### Extrait de page
<<<<

Philippe Marlière - "Pourquoi je quitte le Parti socialiste"

Publié le 17 mars 2009 par Lalouve

"J’ai adhéré au PS en 1989 et je le quitte aujourd’hui pour rejoindre le NPA.
De cette expérience militante, je retiens que des obstacles politiques et institutionnels majeurs empêchent toute réorientation à gauche du PS. Le militantisme inlassable de camarades sincères ou la bonne volonté de quelques dirigeants n’y changeront rien. Avec le NPA, j’espère contribuer à la construction d’un parti en rupture avec les politiques d’accompagnement social du capitalisme, que propose le PS depuis plus de vingt ans. Voici, succinctement, quelques réflexions sur ma trajectoire au sein du PS et les enseignements généraux que j’en tire.

Le combat pour l’ancrage à gauche du PS

Je rejoins le PS au moment même où le mur de Berlin vient de tomber ce qui, au commencement du second septennat mitterrandiste, n’est pas chose aisée. Les militants sont déboussolés par l’ouverture à des ministres de droite pratiquée par le gouvernement Rocard. Si le stalinisme a perdu la partie, la social-démocratie est à peine mieux lotie. Les politiques néolibérales d’inspiration étatsunienne (reaganomics) et britannique (la « contre-révolution » thatchérienne) déferlent sur un continent européen largement dominé par des gouvernements conservateurs. Quand les partis socialistes sont au pouvoir (en France, en Espagne, en Grèce), ils prêtent leur concours à la consolidation de cet environnement néolibéral : au niveau national (politiques monétaristes et privatisations) et au niveau européen (soutien inconditionnel à la construction d’une Europe des marchés dérégulés avec l’Acte unique européen, puis le traité de Maastricht). Il n’existe alors en Europe aucun gouvernement social-démocrate qui mène des politiques au bénéfice des peuples.

>>>>

### À faire
• 1. Recopiez l'extrait sur le départ du Parti socialiste, tout le passage depuis « De cette expérience » jusqu'à « que j’en tire. ».
• 2. Dans l'extrait sur le départ du Parti socialiste, traduisez en anglais la phrase « Le militantisme inlassable de camarades sincères ou la bonne volonté de quelques dirigeants n’y changeront rien. »
Les items n'ont aucun rôle ici.

### Extraits des items

<<<<

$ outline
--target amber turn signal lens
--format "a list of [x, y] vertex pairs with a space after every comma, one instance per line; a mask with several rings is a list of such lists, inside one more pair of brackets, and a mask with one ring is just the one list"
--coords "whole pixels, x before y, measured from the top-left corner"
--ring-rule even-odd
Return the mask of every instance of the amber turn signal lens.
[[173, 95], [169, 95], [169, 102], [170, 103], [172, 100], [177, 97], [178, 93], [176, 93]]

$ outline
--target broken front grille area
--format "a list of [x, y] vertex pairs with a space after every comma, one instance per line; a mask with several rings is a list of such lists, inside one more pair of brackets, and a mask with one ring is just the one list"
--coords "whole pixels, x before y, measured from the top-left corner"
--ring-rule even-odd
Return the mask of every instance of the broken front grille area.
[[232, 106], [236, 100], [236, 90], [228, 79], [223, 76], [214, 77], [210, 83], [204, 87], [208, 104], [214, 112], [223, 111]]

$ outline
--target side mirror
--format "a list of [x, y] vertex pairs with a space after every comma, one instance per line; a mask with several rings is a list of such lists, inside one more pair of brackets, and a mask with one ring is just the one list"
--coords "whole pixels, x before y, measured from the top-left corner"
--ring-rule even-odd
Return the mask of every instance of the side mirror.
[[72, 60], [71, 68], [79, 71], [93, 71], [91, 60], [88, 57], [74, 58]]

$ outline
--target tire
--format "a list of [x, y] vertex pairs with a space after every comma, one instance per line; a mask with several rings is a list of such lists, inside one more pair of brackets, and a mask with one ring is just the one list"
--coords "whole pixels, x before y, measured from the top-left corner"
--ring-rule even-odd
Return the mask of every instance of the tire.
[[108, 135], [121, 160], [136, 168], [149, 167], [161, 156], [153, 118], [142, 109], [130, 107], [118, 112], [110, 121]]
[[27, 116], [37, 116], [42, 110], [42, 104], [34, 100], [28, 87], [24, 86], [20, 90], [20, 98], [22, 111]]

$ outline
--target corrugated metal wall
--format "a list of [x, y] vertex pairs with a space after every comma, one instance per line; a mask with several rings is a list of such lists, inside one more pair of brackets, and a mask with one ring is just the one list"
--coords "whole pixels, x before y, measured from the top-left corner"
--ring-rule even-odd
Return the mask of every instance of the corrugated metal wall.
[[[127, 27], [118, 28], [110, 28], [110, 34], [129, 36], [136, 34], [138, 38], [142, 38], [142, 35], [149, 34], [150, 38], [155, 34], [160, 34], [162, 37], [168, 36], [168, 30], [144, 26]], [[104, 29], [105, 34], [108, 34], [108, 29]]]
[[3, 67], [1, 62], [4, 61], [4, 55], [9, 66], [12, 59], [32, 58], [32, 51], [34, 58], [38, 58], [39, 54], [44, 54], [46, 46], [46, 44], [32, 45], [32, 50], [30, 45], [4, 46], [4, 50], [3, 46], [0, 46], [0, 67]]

>>>>

### Réponses écrites
• 1.
De cette expérience militante, je retiens que des obstacles politiques et institutionnels majeurs empêchent toute réorientation à gauche du PS. Le militantisme inlassable de camarades sincères ou la bonne volonté de quelques dirigeants n’y changeront rien. Avec le NPA, j’espère contribuer à la construction d’un parti en rupture avec les politiques d’accompagnement social du capitalisme, que propose le PS depuis plus de vingt ans. Voici, succinctement, quelques réflexions sur ma trajectoire au sein du PS et les enseignements généraux que j’en tire.

• 2. The tireless activism of sincere comrades or the goodwill of a few leaders will do nothing to change that.